Fleshed out, fully developed characters are important in a work of erotica. The reader has to be able to identify with one of the characters; relate to him, sympathize, and understand who that person is. To me, there’s nothing more of a turn-off than reading a story in the first person with a narrator who, within the first two paragraphs, has already described himself as “incredibly hot, with rippling muscles from years of hard work at the gym, a handsome face that everyone looks at, and huge thick cock that (my) jeans can barely contain.” Blech. Someone who would describe himself in that way in real life would not be someone I would want to know — let alone have sex with. All I have learned about this character is that he is shallow, incredibly self-absorbed, and most likely incapable of having good sex anyway — he’d be too focused on himself to really pleasure his partner.

When I write an erotica story in the first person, I do not describe the narrator physically at all. I don’t give him hair color, rippling muscles, anything like that. The reason I don’t is very simple: it allows the reader to slip into the mindset that he is reading about himself. Erotica is all about sexual fantasy; so I always want my reader to imagine that this story is actually happening to him. I don’t do anything that will disrupt that fantasy into the story. I want the reader to see, feel and experience the entire story through the narrator’s eyes. I want the reader to identify with the narrator.

So, how does one build character in a first person narrative?

* [DIRECTION]: Transcribe the part of the essay on first-person characters between "When I write" and "with the narrator.", inclusive.

* [SUPPLIED ENTRIES]:
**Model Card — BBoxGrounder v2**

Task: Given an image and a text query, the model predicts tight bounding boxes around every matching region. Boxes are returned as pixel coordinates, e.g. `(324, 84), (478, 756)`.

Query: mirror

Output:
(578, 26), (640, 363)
--
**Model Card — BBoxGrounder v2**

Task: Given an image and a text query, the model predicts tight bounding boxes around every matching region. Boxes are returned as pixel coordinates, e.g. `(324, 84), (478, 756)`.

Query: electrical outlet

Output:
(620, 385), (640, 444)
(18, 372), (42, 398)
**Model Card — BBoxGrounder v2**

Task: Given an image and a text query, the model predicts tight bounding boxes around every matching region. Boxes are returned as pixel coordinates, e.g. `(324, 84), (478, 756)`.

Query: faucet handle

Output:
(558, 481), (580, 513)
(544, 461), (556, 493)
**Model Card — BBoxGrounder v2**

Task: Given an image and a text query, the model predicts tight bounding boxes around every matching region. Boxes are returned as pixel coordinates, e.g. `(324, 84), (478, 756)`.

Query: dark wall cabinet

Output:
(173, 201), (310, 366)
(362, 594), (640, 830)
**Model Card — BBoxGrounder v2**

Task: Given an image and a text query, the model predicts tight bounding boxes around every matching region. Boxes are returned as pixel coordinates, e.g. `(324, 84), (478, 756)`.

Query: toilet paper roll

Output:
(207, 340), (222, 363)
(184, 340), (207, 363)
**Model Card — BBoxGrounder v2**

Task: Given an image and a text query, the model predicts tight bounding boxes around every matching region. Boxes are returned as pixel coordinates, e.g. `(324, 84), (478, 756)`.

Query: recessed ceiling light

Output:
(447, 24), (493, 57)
---
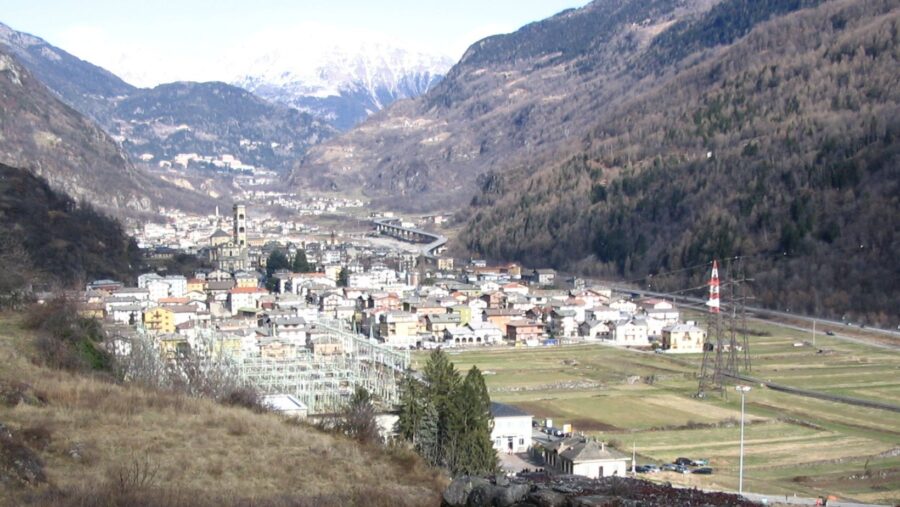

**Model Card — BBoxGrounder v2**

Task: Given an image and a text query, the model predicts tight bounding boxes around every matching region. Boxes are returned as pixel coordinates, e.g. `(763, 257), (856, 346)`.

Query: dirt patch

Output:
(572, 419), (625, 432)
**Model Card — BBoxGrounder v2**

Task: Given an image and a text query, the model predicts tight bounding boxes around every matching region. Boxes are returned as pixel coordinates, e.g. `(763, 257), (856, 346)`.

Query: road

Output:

* [CORRECT OUTPUT]:
When I write an erotica story in the first person, I do not describe the narrator physically at all. I don’t give him hair color, rippling muscles, anything like that. The reason I don’t is very simple: it allows the reader to slip into the mindset that he is reading about himself. Erotica is all about sexual fantasy; so I always want my reader to imagine that this story is actually happening to him. I don’t do anything that will disrupt that fantasy into the story. I want the reader to see, feel and experience the entire story through the narrator’s eyes. I want the reader to identify with the narrator.